### ТЕКСТ СТРАНИЦЫ
◆ ◆ ◆ ◆ ◆ ◆ ◆

В монастыре, описанном в «Братьях Карамазовых», даны две основные фигуры монашествующих: светлая — Зосимы, и темная — Ферапонта. Противоположение сделано вполне закономерно, так как и тот и другой тип исторически верен. «Считаю, — писал Достоевский, — что против действительности не погрешил: не только как идеал справедливо, но и как действительность справедливо» (Там же: 102). «Сделаю дело хорошее: заставляю сознаться, что чистый, идеальный христианин — дело не отвлеченное, а образно реальное, возможное, воочию предстоящее» (Там же: 68).

◆ ◆ ◆ ◆ ◆ ◆ ◆

(Данные пространственной локализации)
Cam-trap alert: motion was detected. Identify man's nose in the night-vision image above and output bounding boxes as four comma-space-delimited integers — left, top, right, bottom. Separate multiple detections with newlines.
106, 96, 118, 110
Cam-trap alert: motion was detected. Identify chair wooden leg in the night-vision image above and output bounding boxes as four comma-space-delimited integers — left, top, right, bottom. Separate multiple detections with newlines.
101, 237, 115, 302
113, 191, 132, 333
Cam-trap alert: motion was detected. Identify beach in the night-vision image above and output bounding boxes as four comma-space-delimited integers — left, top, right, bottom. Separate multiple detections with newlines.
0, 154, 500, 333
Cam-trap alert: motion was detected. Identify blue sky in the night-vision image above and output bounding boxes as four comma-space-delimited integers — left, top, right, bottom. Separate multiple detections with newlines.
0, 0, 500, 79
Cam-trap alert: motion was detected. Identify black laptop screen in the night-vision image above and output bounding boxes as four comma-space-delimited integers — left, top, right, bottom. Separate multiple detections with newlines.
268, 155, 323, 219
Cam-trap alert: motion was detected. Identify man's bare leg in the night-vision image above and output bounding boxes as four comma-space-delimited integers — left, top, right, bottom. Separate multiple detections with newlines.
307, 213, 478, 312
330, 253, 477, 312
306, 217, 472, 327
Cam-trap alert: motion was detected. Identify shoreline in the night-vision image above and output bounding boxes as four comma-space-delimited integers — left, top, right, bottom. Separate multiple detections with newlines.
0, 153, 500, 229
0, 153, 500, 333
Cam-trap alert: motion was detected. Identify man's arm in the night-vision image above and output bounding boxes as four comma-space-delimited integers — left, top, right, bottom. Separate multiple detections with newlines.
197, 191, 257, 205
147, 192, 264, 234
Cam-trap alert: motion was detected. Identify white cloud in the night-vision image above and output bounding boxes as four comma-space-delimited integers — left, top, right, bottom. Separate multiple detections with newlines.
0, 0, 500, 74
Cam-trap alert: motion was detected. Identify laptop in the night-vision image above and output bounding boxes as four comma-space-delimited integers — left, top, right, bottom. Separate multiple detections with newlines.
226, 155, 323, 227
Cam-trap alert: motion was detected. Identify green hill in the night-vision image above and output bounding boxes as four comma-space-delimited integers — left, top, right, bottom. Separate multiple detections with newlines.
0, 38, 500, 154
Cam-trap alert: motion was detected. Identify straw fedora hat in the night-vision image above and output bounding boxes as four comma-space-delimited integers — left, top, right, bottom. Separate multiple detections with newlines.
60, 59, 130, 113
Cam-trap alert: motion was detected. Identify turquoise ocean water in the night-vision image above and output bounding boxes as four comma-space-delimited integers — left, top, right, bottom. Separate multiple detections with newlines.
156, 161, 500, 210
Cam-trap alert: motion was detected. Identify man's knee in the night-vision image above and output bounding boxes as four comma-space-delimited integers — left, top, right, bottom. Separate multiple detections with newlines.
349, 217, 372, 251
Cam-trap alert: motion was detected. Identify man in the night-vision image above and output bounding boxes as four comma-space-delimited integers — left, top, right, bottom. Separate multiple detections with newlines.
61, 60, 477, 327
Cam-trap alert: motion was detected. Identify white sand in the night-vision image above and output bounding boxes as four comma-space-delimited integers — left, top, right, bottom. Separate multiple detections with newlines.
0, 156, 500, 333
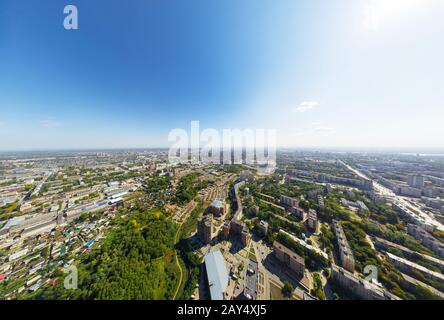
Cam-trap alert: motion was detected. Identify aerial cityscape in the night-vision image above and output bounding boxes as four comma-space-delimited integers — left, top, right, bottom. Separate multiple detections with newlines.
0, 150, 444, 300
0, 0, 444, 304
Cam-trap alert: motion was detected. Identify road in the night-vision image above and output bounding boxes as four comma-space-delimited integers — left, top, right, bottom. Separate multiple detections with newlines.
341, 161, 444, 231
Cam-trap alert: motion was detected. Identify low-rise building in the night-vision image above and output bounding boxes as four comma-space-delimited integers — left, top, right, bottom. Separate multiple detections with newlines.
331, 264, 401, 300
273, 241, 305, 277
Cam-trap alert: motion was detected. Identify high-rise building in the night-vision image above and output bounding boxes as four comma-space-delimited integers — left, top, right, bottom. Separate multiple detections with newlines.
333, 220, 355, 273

◆ ◆ ◆ ◆ ◆ ◆ ◆

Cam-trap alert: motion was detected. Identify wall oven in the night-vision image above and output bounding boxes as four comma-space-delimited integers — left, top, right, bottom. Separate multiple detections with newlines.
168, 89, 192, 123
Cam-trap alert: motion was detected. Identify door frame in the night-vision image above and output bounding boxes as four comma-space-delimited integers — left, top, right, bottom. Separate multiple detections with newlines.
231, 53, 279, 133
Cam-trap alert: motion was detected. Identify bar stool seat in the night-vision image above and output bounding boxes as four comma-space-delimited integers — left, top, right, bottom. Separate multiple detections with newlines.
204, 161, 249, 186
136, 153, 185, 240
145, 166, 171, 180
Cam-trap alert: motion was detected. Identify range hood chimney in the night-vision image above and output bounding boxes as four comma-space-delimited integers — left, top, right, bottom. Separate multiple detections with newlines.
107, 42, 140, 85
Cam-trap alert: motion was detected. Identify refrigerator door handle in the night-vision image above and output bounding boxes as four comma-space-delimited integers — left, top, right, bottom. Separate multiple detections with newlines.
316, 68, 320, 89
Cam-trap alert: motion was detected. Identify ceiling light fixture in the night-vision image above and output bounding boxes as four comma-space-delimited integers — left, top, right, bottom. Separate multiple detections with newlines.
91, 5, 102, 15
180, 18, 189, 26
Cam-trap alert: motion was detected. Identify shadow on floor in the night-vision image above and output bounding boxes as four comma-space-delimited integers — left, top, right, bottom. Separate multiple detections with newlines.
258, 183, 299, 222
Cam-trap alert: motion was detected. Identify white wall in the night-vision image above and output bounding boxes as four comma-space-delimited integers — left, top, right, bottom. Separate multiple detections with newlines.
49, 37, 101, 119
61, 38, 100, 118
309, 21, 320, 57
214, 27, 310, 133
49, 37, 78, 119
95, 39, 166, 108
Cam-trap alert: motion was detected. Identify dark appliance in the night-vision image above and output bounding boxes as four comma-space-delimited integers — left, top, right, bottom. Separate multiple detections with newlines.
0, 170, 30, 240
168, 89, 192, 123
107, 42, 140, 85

◆ ◆ ◆ ◆ ◆ ◆ ◆

### ЗАДАНИЯ
[1] Изложите содержание текста страницы в двух предложениях.
[2] Согласуются ли с текстом страницы утверждения ниже? Ответьте «да» или «нет» и приведите решающие слова текста.
(a) В монастыре романа выведены три основные фигуры монашествующих.
(b) Ферапонт представлен как темная фигура.
(c) Достоевский считал чистого, идеального христианина делом отвлеченным.

### ОТВЕТЫ ПО ПОРЯДКУ
[1] В монастыре из «Братьев Карамазовых» показаны две основные фигуры монашествующих: светлая (Зосима) и темная (Ферапонт). Такое противопоставление закономерно, потому что оба типа исторически верны, и сам Достоевский считал, что не погрешил против действительности.

[2]
(a) Нет: «даны две основные фигуры монашествующих».
(b) Да: «темная — Ферапонта».
(c) Нет: «чистый, идеальный христианин — дело не отвлеченное, а образно реальное».